- Record excerpts

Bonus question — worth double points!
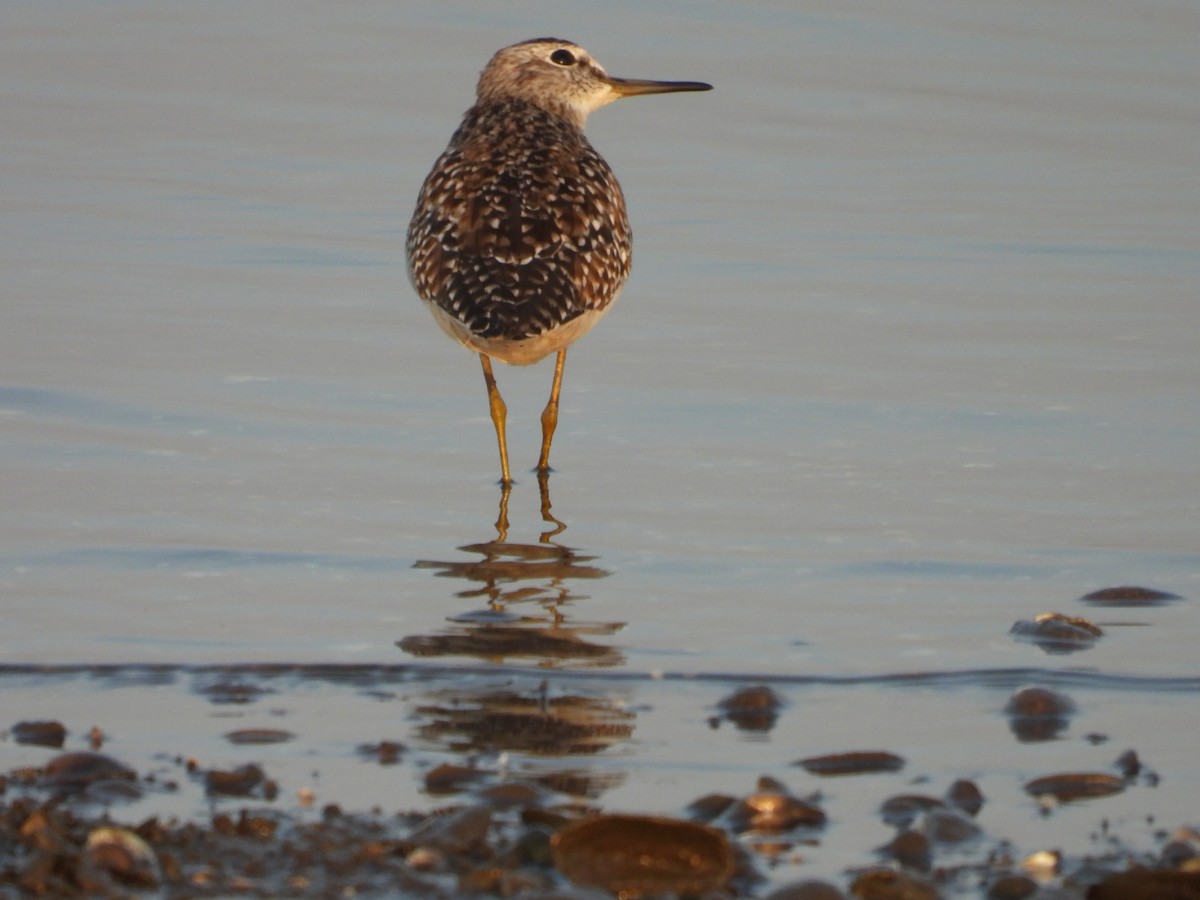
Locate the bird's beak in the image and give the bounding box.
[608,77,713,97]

--

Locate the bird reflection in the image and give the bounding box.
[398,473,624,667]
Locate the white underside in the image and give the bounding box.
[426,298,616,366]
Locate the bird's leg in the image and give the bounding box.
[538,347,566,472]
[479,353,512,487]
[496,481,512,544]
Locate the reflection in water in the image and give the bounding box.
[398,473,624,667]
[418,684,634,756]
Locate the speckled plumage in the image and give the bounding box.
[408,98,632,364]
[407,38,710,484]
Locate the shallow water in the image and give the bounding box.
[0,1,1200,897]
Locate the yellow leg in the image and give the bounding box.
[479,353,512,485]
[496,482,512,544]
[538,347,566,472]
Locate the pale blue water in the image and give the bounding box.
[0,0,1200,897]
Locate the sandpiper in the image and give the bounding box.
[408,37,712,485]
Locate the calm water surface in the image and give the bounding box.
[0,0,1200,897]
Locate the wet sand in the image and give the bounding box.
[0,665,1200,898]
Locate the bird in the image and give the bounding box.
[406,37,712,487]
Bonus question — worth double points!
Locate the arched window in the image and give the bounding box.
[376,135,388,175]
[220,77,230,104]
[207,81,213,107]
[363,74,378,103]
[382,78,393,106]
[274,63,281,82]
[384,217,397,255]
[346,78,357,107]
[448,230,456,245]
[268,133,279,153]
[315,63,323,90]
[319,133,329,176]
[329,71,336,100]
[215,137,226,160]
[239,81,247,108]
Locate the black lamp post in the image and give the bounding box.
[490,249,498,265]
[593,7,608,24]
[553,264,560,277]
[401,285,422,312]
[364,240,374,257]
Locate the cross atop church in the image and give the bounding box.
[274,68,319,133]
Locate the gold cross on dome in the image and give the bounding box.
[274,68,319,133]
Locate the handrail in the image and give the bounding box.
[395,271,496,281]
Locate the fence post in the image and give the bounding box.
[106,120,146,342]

- Task directions
Rescale everything from the line containing "Locate the sandpiper" down to the line containing "[106,120,146,342]", ends included, and write those lines out again with their requests. Multiply each bounding box coordinate in the answers by 1.3 and round to whole numbers, with halves rounding up.

- Worked solution
Locate the sandpiper in the image and give the bounding box.
[530,48,926,631]
Locate the calm water surface in the image and give the bounding box.
[0,0,1560,1166]
Locate the wet sand in the image and give the bounding box.
[0,865,1560,1167]
Locate the bird in the image and give the bounding box.
[528,48,926,633]
Bonus question — worth double points!
Locate the arched window in the image and give the bounding box.
[489,176,504,228]
[286,100,299,135]
[269,105,277,139]
[472,96,491,134]
[497,101,511,138]
[356,82,365,107]
[499,282,516,332]
[450,101,464,139]
[582,299,593,319]
[348,173,363,199]
[410,82,420,117]
[415,173,428,229]
[428,92,437,130]
[280,178,294,208]
[311,105,321,140]
Locate the black lamp post in the image and give the bounding box.
[637,324,647,345]
[771,9,790,31]
[719,343,728,360]
[521,371,549,406]
[473,312,486,334]
Locate the cross atop church in the image and give the bounding box.
[356,88,415,173]
Locate the gold cross on dome in the image and give the bounding box.
[356,88,415,173]
Locate the handrail in the image and give the bounding box.
[514,352,645,365]
Locate the fence post in the image and give the bounding box.
[138,156,190,445]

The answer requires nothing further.